Passage given:
--- Begin ---
Interest Rate is the annual rate your lender charges on the loan balance. If you select a loan type from the tabs above, the calculator pre-fills today’s real Freddie Mac average for that loan type. For Custom, type in the exact rate your lender quoted — even a 0.25% difference on a 30-year $400,000 loan is over $20,000 in total interest.
Loan Term is how many years you take to repay. The most common choices are 30 years and 15 years. A longer term lowers your monthly payment but dramatically increases total interest paid. The difference between a 30-year and 15-year mortgage on a $320,000 loan at current rates is over $150,000 in total interest.
Property Tax, Home Insurance, and HOA are optional fields but entering them gives you your true monthly housing cost — which is what lenders actually use to qualify you, and what you will actually pay each month.
What Is a Mortgage Payment Made Of?
Your monthly mortgage payment is not a single number. It is made up of several components, and understanding each one helps you know where your money goes and which parts you can control.
Principal
Principal is the portion of your payment that reduces what you owe. In the early years of a 30-year mortgage, very little of your payment goes toward principal. On a $320,000 loan at 6.25%, your first monthly payment of $1,971 sends only about $308 toward the balance — the rest is interest. By year 15, that split reverses. This is called amortization, and the schedule tab in the calculator shows you exactly how it works year by year.
--- End ---
To-do list:
A. In the mortgage calculator guide, rewrite the stretch between "Property Tax, Home" and "pay each month.", inclusive, substituting "banks" for "lenders".
B. According to the mortgage calculator guide, about how much of the first $1,971 payment on a $320,000 loan at 6.25% goes toward the balance?
C. Write what comes next in the mortgage calculator guide, picking up after its final sentence.

Dataset:
--- Begin ---
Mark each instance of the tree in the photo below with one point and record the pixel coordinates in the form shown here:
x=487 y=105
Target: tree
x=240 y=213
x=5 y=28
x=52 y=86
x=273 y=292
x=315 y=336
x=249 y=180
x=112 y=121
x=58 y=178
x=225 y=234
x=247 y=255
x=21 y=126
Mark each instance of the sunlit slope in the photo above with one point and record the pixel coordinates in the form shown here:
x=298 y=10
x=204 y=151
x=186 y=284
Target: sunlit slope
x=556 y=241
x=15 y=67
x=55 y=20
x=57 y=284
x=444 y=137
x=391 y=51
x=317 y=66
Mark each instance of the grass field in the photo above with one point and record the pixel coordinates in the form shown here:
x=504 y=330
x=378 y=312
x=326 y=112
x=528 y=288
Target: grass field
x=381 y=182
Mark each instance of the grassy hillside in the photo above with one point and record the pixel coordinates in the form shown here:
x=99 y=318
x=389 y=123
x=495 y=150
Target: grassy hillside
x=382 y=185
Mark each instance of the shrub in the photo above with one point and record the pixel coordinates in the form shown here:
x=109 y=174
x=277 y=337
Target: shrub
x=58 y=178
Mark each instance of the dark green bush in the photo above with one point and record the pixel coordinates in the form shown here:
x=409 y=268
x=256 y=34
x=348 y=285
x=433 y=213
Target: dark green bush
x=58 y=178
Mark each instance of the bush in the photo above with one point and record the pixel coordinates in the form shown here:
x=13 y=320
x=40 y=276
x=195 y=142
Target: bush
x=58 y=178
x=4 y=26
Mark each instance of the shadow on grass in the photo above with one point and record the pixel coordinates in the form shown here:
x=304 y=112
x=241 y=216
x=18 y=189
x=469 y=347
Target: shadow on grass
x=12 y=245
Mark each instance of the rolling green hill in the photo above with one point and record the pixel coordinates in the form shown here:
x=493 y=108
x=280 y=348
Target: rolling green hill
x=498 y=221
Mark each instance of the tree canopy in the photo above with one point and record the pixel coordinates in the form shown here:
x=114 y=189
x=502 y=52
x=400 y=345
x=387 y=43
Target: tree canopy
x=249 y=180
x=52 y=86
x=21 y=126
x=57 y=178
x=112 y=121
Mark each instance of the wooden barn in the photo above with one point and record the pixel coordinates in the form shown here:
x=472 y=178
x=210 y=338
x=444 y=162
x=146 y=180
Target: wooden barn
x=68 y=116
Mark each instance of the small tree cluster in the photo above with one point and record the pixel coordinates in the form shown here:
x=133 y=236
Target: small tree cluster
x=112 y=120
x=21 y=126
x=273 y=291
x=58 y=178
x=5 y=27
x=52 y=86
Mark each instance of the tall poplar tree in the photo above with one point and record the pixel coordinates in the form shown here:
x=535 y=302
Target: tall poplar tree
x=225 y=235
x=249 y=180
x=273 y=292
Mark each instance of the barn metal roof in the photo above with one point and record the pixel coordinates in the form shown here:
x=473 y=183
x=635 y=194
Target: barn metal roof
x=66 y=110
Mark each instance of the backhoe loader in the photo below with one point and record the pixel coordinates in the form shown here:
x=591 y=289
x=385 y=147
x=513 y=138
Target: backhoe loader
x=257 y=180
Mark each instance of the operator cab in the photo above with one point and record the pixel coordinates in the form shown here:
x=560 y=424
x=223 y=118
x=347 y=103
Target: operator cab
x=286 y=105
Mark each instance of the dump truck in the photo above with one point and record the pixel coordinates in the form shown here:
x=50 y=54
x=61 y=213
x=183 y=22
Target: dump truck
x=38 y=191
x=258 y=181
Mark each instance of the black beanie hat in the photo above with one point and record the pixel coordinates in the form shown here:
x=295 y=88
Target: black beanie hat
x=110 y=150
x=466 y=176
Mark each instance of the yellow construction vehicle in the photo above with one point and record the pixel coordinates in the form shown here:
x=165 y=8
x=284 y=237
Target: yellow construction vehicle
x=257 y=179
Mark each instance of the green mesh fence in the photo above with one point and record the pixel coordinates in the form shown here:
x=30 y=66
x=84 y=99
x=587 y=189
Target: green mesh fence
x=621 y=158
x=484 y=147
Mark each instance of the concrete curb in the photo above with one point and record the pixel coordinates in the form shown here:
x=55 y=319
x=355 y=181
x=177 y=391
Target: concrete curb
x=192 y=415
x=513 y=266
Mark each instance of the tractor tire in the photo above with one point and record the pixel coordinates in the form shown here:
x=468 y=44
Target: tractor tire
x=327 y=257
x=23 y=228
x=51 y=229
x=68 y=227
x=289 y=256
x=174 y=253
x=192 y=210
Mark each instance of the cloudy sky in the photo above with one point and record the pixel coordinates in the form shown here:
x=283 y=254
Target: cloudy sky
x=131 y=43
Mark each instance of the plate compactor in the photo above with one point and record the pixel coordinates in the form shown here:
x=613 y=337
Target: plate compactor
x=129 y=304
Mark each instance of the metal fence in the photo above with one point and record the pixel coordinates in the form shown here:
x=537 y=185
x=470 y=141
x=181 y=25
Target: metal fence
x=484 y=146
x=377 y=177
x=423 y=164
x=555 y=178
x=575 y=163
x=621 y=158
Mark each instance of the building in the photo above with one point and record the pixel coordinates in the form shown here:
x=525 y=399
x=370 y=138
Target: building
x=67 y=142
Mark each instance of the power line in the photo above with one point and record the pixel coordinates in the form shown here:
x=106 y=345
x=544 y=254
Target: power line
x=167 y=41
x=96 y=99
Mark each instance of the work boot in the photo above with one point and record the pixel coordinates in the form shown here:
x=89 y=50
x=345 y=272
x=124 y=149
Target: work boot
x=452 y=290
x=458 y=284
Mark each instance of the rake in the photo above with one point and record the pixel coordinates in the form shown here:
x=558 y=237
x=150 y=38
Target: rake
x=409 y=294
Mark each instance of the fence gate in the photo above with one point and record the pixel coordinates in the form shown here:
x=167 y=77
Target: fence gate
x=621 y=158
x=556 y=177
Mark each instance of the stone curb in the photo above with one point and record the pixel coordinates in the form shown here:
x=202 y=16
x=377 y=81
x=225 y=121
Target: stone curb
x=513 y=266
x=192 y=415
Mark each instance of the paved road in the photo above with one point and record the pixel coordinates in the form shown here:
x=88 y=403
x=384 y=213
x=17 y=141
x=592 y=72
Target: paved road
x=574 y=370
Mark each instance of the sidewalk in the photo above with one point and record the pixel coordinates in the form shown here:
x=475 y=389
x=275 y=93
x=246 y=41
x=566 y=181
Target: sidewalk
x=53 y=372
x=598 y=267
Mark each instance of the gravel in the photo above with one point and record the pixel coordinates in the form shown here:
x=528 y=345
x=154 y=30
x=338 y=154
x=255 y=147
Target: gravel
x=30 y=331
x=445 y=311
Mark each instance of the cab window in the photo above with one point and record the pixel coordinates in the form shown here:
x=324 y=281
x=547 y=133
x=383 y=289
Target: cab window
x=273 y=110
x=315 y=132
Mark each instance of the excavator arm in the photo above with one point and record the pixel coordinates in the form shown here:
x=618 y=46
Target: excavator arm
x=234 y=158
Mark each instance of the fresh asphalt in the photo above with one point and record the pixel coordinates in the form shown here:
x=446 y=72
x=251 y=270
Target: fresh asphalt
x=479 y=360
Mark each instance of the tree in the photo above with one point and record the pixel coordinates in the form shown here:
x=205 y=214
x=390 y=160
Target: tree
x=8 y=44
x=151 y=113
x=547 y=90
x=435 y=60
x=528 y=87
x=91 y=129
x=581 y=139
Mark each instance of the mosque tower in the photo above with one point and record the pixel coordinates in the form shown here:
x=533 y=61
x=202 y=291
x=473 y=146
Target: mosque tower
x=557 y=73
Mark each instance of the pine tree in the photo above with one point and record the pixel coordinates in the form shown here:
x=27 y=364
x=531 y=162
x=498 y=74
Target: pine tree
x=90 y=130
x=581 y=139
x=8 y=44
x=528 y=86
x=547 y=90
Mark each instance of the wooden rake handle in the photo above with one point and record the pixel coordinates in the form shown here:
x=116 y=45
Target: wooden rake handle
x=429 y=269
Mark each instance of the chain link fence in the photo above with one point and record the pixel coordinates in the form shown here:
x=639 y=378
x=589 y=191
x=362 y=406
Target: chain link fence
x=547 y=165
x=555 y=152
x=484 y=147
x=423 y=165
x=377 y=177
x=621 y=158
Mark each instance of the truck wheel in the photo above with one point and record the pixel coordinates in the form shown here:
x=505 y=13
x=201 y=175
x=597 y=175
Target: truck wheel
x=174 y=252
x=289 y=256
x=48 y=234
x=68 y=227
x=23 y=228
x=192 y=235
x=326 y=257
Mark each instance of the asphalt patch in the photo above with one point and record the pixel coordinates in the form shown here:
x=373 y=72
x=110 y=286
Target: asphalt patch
--- End ---
Results for each task:
A.
Property Tax, Home Insurance, and HOA are optional fields but entering them gives you your true monthly housing cost — which is what banks actually use to qualify you, and what you will actually pay each month.

B. About $308.

C.
Interest
Interest is what the bank charges for lending you money. It is calculated monthly on your remaining balance. Since your balance is highest at the start, interest charges are highest at the start. Over a 30-year loan at 6.25%, you pay roughly 55 cents in interest for every dollar you borrow. This is why the loan comparison tab matters — even a small rate difference compounds enormously over 30 years.
Private Mortgage Insurance (PMI)
PMI protects the lender, not you. It is required when your down payment is below 20% of the home’s purchase price. The typical cost is 0.5% to 1.5% of the loan amount per year — on a $320,000 loan, that is $133 to $400 per month added to your payment. PMI is not permanent. Once your loan balance drops to 80% of the original home value through your regular payments or home appreciation, you can request its removal. The good news: the calculator shows you exactly what PMI adds to your monthly cost so there are no surprises at closing.
Property Tax
Property taxes are collected by your local county or municipality and are based on your home’s assessed value. The national average is roughly 1.1% of home value per year, but this varies wildly by state. New Jersey homeowners pay over 2% annually. Hawaii homeowners pay less than 0.3%. In absolute terms, a $400,000 home in New Jersey costs over $8,000 per year in taxes — about $667 per month. The same home in Alabama costs under $2,000 per year. Your local county assessor’s website will give you the exact rate for any specific property.
Lenders collect property taxes monthly through an escrow account and pay them on your behalf when they come due. This means your actual monthly payment to the lender includes your principal, interest, and a tax reserve — which is why the calculator’s full payment figure matters more than just the P&I number.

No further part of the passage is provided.